§ **Provided text**:
A recent study has found that asking ChatGPT, an AI-powered chatbot, health-related questions with evidence included can confuse the bot and reduce its accuracy in providing answers. Researchers from the Commonwealth Scientific and Industrial Research Organisation (CSIRO) and The University of Queensland (UQ) in Australia conducted the study to investigate the impact of evidence on ChatGPT’s responses.
The study involved presenting ChatGPT with 100 health-related questions, ranging from the effectiveness of zinc in treating the common cold to the ability of drinking vinegar to dissolve a stuck fish bone. The questions were presented in two formats – either as a standalone question or with supporting or contrary evidence included.
The results showed that ChatGPT’s accuracy dropped from 80% when presented with question-only prompts to 63% when evidence was included in the prompts. The researchers hypothesized that the evidence added “too much noise,” leading to a decrease in accuracy.
Lead researcher Bevan Koopman, a CSIRO Principal Research Scientist and Associate Professor at UQ, emphasized the need for continued research on the use of large language models like ChatGPT for health-related inquiries. He highlighted the importance of informing the public about the potential risks associated with relying on AI-powered tools for health information.
The study was presented at the Empirical Methods in Natural Language Processing (EMNLP) conference in December 2023, underscoring the significance of understanding the limitations and effectiveness of AI-powered chatbots in providing accurate health information.

§ **What you need to do**: Turn the paragraph starting "The study involved presenting ChatGPT" in the text on ChatGPT's health answers into a short bulleted list that keeps its main facts. The lines that follow are separate material, unconnected to the text on ChatGPT's health answers.

§ **Recorded data**:

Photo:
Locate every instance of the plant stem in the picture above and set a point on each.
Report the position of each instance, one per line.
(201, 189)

==

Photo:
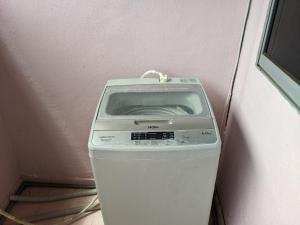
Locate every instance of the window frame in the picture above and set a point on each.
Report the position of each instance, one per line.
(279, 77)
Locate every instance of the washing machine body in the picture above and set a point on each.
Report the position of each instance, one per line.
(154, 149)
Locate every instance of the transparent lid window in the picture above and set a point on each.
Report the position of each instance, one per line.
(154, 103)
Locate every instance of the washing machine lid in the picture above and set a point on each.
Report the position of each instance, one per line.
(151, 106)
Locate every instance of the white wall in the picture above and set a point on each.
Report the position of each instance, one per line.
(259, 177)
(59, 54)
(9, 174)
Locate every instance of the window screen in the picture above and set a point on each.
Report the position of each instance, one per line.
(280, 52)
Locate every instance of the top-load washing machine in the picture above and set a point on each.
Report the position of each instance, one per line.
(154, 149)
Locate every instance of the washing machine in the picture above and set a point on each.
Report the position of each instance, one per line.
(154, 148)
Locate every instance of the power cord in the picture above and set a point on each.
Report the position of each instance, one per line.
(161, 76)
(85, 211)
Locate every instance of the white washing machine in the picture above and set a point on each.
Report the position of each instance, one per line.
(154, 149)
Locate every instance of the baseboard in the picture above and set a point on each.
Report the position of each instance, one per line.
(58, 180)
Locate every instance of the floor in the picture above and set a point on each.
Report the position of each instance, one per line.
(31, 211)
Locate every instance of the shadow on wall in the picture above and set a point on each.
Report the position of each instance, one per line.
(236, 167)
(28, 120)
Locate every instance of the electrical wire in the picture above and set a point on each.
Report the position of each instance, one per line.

==

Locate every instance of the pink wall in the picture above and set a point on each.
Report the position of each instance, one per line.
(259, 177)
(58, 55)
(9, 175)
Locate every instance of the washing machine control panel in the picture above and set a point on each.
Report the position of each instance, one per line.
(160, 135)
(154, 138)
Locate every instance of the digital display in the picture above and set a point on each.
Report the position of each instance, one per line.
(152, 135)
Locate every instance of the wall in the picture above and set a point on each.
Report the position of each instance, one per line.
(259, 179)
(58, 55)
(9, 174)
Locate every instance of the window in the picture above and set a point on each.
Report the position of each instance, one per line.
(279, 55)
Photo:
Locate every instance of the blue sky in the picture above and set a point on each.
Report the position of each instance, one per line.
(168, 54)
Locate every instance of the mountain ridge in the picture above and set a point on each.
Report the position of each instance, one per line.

§ **Final answer**:
- ChatGPT was given 100 health-related questions.
- Topics ranged from whether zinc treats the common cold to whether drinking vinegar dissolves a stuck fish bone.
- Each question was given in one of two formats: on its own, or with supporting or contrary evidence included.